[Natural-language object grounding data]
###

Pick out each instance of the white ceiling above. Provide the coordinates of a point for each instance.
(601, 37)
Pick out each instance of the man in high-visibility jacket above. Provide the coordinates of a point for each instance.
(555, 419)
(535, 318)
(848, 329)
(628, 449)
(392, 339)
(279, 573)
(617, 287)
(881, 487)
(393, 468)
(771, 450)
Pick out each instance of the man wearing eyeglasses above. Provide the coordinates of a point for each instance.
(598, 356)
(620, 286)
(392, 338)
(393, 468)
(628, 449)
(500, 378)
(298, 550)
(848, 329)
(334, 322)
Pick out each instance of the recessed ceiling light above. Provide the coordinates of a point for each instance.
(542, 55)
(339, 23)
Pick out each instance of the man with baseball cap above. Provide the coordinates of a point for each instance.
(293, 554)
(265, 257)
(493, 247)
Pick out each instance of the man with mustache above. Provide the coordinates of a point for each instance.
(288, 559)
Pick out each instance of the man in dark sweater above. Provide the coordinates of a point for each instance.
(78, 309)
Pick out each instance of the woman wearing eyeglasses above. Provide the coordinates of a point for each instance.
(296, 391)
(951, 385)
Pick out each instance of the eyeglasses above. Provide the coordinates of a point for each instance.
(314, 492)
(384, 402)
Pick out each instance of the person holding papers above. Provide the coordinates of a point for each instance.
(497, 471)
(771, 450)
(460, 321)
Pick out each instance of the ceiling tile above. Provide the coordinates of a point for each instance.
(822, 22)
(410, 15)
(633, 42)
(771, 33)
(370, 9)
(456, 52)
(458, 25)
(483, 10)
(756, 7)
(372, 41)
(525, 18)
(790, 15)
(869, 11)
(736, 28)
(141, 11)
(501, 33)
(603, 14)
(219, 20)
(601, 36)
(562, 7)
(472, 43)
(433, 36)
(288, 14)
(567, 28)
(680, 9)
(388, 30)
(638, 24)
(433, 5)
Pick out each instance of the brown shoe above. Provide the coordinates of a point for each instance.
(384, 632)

###

● **Problem statement**
Restate the line containing "Pick out each instance of the person" and every remaining line of the records word for word. Add nothing.

● **Exercise answer**
Pick out each instance of the person holding papers above. Provide the coordinates of a point for each instance.
(497, 471)
(771, 450)
(460, 321)
Pick out each instance of the ceiling tile above. Provide the coordinates of a point for each instance.
(822, 22)
(410, 15)
(633, 42)
(771, 33)
(370, 9)
(456, 52)
(458, 25)
(483, 10)
(756, 7)
(372, 41)
(525, 18)
(790, 15)
(869, 11)
(736, 28)
(141, 11)
(501, 33)
(603, 14)
(219, 20)
(601, 36)
(562, 7)
(472, 43)
(433, 36)
(288, 14)
(567, 28)
(680, 9)
(388, 30)
(638, 24)
(433, 5)
Pick out each instance of the brown shoe above. Provide the coordinates of a point for each instance.
(384, 632)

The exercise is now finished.